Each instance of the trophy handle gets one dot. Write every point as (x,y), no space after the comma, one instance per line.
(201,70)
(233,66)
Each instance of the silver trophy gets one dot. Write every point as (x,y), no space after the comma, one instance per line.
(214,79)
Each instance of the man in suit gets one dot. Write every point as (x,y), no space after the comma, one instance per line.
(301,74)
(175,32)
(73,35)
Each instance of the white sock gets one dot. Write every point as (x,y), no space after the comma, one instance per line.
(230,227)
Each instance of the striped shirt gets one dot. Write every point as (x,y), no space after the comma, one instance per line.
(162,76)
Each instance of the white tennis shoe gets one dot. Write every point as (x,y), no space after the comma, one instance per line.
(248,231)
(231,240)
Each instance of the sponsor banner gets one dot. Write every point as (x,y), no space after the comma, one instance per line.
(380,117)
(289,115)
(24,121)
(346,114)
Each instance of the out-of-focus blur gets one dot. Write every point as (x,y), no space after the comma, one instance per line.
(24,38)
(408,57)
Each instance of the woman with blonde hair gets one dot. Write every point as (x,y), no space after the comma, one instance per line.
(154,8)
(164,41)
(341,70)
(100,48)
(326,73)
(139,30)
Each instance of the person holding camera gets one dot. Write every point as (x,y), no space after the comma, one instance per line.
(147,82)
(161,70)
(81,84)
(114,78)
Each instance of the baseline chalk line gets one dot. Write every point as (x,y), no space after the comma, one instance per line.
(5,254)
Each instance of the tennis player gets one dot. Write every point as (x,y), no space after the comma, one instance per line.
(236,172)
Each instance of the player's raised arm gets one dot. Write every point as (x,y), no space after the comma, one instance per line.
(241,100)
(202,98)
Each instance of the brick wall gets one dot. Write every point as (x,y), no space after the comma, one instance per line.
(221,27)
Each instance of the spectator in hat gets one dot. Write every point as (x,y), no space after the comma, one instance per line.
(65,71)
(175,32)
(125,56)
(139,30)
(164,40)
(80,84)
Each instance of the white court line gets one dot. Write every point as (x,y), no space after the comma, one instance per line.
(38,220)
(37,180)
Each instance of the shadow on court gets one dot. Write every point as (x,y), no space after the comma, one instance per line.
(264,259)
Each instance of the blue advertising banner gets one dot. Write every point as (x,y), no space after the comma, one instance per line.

THE EXERCISE. Recast all of the items above as a numbered list, one line per number, and omit any blank lines.

ANSWER.
1. Each instance of the trophy handle gets one dot. Write every point as (x,y), no space after the comma, one instance per line.
2. (201,70)
3. (233,66)
4. Each instance of the silver trophy gets one dot. Write every point as (x,y), no space after the comma, one instance per line.
5. (214,79)
6. Each instance of the man in suit gets one dot. Write every point as (x,y), no space after the comma, one instance per line.
7. (301,74)
8. (175,32)
9. (73,35)
10. Each instance of the white sock gets one dot. Write every point as (x,y), no space after the comma, one instance per line.
11. (230,227)
12. Each instance of the striped shirt gets one dot. Write every point as (x,y), no space after the comma, one instance per line.
13. (162,76)
14. Each instance of the white tennis shoe gets one dot. Write every point as (x,y), no space after the comma, one instance per line.
15. (248,231)
16. (231,240)
17. Each instance of the sponsor banner gets one dot. Write every point as (x,y), no space after the comma, one instance per line.
18. (380,117)
19. (289,115)
20. (24,121)
21. (346,114)
22. Each instance of the out-of-focus blur gets one dot. Write every point as (x,y), no space after the comma, one instance per line.
23. (24,38)
24. (408,57)
25. Each instance of the woman with blonde hair gets one dot. Write every point as (x,y), no space after the comma, one instance per line.
26. (154,8)
27. (164,41)
28. (341,70)
29. (100,48)
30. (326,73)
31. (139,30)
32. Each instance of the person holding camera gets one dot. Write every point as (x,y), no space after the comma, one instance per line.
33. (147,82)
34. (161,70)
35. (81,84)
36. (114,78)
37. Each instance of the baseline chalk line gets one dot. Write every point as (x,y), no space after the comma, one instance per line.
38. (5,254)
39. Each instance of the tennis player gets one dot. Write every point as (x,y), no space after the comma, one instance per line.
40. (236,172)
41. Each instance of the player's raised arm gets one dot. Write every point as (x,y), no space after the comma, one instance per line.
42. (241,100)
43. (202,98)
44. Each instance of the brick wall gets one dot. Write every point as (x,y), no space after the comma, one instance per line.
45. (221,27)
46. Each instance of the spectator in hat gets one dot. Write every point as (x,y), no space after the comma, one instance per line.
47. (65,71)
48. (175,32)
49. (125,56)
50. (139,30)
51. (164,40)
52. (80,84)
53. Each instance of the white court line gets one dot. Write every point as (x,y), no space after the comma, one instance per line.
54. (38,220)
55. (37,180)
56. Each instance of the shadow on court gets one dot. Write every point as (x,y), no space after the comma, one instance per line.
57. (264,259)
58. Each instance of the blue advertising banner gets one dot. Write every point as (x,y), no space after the comma, one instance per line.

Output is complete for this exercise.